*** Opening Extract provided ***

Thursday, March 7, 2013

HVAC Noxious Gas Leak Hospitalizes 28 Students in Tenn.

Nashville, Tenn:  More than two dozen students have spent the night in a hospital after carbon monoxide leaked at their Nashville private school. A hole in the school's heating unit is the reported cause of the leak. Drexel Preparatory Academy principal Cheryl Bowman told WTVF-TV students began coming to the office Monday morning complaining of flu-like symptoms. Officials decided to cancel classes. After students were sent home, the school got a call from Vanderbilt University Children's Hospital, saying several students had been brought in and showed high levels of carbon monoxide. Workers found a hole in a heating unit that serves the central part of the school, where the kindergarten and first-grade classes are located. Twenty-eight students were admitted to the hospital and put on oxygen overnight. Carbon monoxide is a colorless, odorless gas produced by combustion.

Discussion Point:  

  • BE AWARE. If more than one student or school member complains of a headache or seems uncharacteristically drowsy there may be a gas leak. REMEMBER Carbon Monoxide can KILL. Always Err on the side of caution.

*** Closing Extract provided ***
*** Opening Record extracts ***

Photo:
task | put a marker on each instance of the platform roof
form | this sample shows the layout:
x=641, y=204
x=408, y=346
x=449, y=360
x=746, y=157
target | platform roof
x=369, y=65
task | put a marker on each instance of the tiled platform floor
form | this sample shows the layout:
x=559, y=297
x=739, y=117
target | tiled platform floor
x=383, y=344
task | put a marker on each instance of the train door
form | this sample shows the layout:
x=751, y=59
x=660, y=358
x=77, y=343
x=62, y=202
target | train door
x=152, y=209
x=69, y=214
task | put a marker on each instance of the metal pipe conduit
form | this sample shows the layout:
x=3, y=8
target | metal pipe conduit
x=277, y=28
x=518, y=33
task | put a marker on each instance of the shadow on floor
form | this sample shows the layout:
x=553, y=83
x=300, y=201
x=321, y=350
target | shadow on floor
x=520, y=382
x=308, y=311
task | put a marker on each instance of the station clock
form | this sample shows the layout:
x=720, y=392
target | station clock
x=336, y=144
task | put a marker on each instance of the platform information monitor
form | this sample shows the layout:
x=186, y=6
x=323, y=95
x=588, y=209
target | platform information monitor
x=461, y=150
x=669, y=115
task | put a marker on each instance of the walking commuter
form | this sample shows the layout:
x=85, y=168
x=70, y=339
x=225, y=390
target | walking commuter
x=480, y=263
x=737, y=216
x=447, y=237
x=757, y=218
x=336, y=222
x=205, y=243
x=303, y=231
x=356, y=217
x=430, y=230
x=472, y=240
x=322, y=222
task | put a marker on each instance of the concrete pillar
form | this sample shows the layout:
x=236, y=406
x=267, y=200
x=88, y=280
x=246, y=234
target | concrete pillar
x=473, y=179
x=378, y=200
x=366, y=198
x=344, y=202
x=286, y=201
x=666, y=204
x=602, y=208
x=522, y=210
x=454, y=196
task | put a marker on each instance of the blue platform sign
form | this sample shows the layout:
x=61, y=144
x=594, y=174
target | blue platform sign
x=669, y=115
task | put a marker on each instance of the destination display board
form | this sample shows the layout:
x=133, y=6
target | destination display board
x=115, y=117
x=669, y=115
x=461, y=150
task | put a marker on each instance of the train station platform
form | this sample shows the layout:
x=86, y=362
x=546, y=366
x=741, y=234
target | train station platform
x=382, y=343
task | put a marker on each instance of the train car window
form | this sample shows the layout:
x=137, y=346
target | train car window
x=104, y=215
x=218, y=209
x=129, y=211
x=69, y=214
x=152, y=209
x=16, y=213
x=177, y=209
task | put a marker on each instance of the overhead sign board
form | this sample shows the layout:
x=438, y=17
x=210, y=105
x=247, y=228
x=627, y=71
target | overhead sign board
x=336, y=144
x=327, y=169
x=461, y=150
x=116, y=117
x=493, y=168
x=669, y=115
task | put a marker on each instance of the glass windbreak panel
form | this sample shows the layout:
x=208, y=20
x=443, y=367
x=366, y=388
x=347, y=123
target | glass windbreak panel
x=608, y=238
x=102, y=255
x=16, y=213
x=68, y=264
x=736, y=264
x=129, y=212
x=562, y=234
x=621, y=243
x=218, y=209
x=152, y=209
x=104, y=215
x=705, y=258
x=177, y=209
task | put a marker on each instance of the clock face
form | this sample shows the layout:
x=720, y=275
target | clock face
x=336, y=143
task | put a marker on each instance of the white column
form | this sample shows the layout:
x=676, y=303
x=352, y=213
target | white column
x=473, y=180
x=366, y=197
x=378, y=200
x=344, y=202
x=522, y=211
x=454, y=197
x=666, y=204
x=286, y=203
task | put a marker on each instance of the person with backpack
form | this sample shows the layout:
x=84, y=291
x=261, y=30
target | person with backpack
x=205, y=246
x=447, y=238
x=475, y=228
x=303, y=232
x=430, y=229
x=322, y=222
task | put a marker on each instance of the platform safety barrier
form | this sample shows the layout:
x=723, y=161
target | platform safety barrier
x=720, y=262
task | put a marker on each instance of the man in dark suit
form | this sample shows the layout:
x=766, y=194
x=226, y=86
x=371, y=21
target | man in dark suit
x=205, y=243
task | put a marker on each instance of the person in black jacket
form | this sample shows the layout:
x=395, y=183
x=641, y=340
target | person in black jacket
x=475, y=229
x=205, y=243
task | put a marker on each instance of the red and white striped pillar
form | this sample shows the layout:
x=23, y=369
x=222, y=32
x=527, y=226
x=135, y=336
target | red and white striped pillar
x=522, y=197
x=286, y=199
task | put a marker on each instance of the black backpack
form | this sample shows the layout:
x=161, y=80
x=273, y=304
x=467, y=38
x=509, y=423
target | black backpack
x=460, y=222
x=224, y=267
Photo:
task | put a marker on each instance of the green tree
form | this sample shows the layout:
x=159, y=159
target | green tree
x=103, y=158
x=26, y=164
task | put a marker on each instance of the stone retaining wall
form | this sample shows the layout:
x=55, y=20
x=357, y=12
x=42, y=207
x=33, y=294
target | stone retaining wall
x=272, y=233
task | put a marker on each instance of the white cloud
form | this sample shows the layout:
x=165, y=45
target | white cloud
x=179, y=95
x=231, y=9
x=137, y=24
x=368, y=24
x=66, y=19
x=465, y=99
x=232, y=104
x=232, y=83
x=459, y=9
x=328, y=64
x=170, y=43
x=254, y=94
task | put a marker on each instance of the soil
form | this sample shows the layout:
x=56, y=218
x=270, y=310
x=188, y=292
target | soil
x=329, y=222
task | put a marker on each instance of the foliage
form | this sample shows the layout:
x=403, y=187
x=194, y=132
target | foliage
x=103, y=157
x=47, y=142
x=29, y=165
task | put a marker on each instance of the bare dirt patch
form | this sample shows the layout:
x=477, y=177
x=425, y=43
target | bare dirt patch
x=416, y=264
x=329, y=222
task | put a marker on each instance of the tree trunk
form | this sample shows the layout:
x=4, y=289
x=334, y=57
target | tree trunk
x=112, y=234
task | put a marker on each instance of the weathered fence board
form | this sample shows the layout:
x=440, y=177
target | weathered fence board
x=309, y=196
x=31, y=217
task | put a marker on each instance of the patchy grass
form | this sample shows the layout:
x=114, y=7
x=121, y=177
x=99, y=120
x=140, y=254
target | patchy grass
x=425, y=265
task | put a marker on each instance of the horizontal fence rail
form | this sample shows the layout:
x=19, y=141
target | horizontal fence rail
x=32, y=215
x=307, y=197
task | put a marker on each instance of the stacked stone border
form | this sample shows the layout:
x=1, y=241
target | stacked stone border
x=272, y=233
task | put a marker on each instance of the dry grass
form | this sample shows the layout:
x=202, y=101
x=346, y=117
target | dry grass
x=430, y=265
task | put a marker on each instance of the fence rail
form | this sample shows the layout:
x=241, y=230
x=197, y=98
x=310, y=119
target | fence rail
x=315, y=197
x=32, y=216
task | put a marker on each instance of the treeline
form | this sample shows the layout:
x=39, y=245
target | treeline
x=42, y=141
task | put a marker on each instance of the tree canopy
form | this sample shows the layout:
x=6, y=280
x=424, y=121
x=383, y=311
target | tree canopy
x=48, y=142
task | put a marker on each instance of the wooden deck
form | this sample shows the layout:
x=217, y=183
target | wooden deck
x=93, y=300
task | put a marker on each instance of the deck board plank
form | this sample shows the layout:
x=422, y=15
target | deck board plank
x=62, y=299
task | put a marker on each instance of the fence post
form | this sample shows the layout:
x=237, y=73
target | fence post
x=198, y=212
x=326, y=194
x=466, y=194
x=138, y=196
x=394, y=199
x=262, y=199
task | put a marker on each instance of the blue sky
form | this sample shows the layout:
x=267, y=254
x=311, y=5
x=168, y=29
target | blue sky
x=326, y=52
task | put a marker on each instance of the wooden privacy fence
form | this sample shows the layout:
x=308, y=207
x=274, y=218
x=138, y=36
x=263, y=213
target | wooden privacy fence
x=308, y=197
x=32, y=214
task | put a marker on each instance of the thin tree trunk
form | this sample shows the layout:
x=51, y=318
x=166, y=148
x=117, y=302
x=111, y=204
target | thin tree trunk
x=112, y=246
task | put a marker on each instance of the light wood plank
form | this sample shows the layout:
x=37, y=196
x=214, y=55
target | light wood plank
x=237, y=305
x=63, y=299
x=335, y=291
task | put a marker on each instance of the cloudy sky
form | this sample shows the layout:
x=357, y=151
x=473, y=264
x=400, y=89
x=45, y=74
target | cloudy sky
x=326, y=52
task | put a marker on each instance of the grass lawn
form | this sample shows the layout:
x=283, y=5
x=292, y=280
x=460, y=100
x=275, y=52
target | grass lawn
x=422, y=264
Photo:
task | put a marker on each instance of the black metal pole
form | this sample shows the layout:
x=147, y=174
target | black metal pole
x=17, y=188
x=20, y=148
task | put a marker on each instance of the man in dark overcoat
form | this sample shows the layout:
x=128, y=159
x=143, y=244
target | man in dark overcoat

*** Closing Record extracts ***

Exercise description. Copy the passage of the news report on the school carbon monoxide leak word for word, everything from "Nashville, Tenn:  More than" down to "produced by combustion.".

Solution for this problem.
Nashville, Tenn:  More than two dozen students have spent the night in a hospital after carbon monoxide leaked at their Nashville private school. A hole in the school's heating unit is the reported cause of the leak. Drexel Preparatory Academy principal Cheryl Bowman told WTVF-TV students began coming to the office Monday morning complaining of flu-like symptoms. Officials decided to cancel classes. After students were sent home, the school got a call from Vanderbilt University Children's Hospital, saying several students had been brought in and showed high levels of carbon monoxide. Workers found a hole in a heating unit that serves the central part of the school, where the kindergarten and first-grade classes are located. Twenty-eight students were admitted to the hospital and put on oxygen overnight. Carbon monoxide is a colorless, odorless gas produced by combustion.